> Problem requirements: Repeat the following lines exactly and nothing else: the line containing "Challenge: find every instance of car door" and each line after it through the end of the listing.

--- START ---

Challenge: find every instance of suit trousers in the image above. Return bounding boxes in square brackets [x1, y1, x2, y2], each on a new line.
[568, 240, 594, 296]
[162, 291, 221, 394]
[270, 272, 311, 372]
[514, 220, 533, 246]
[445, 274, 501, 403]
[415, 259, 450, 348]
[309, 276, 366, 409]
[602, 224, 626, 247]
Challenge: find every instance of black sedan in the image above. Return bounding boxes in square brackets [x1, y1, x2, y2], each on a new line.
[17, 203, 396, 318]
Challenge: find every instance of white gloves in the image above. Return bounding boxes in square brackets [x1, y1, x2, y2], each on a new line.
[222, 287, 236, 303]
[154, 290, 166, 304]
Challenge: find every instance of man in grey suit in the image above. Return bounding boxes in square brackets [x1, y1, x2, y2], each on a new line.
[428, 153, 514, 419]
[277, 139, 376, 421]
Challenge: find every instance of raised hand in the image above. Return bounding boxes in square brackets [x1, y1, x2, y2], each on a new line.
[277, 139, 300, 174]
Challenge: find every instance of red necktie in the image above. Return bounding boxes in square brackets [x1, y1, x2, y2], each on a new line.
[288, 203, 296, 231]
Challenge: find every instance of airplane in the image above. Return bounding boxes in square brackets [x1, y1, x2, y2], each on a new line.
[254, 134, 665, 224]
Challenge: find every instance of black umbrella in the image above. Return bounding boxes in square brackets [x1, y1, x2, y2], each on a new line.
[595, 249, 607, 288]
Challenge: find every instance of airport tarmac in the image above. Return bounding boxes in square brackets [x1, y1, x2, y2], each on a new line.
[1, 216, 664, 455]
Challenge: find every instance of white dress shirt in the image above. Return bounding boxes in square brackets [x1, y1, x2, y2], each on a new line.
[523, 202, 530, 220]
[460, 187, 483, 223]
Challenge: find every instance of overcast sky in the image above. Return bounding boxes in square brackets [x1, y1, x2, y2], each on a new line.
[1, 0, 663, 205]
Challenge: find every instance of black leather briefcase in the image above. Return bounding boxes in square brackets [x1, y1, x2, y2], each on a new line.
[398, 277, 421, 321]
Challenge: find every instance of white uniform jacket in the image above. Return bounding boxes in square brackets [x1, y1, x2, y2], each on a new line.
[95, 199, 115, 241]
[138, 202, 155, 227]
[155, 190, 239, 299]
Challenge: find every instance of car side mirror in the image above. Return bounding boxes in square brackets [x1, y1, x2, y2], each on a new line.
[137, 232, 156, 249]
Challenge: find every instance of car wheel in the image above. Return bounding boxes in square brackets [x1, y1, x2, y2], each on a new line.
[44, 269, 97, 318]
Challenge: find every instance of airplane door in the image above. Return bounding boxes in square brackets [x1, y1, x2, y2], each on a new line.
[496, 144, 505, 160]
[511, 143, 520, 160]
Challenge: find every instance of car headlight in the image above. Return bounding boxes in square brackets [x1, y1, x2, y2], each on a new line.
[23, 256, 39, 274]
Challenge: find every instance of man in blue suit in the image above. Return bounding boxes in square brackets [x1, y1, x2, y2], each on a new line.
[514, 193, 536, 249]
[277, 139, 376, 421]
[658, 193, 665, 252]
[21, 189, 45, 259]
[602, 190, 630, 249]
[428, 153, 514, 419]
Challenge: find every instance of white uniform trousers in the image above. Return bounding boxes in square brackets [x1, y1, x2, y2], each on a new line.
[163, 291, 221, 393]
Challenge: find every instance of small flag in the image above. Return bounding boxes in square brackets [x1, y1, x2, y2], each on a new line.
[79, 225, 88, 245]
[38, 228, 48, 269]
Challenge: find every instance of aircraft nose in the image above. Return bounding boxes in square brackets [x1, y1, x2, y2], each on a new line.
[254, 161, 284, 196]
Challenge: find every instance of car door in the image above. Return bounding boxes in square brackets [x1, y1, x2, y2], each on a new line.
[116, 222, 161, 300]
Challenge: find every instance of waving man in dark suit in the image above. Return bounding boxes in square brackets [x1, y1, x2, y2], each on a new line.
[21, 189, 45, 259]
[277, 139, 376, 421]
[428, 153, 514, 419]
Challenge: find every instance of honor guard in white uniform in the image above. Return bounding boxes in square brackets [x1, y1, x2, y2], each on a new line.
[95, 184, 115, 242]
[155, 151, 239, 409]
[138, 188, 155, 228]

--- END ---

> Answer to this task:
Challenge: find every instance of car door in the image above. Return bounding boxes in square brackets [x1, y1, x2, y2], each on a new line.
[116, 222, 161, 300]
Challenge: find every instance of waving man in dark suit in the image above. Return bounding boxes in square brackets [x1, y1, x2, y2], each on a new line.
[21, 189, 45, 259]
[277, 139, 376, 421]
[428, 153, 514, 419]
Challenge: find every instance of honor guard in white uniform in the image above. Return bounding boxes in square brackets [x1, y1, x2, y2], each on a new line.
[95, 184, 115, 242]
[155, 151, 239, 409]
[138, 188, 155, 228]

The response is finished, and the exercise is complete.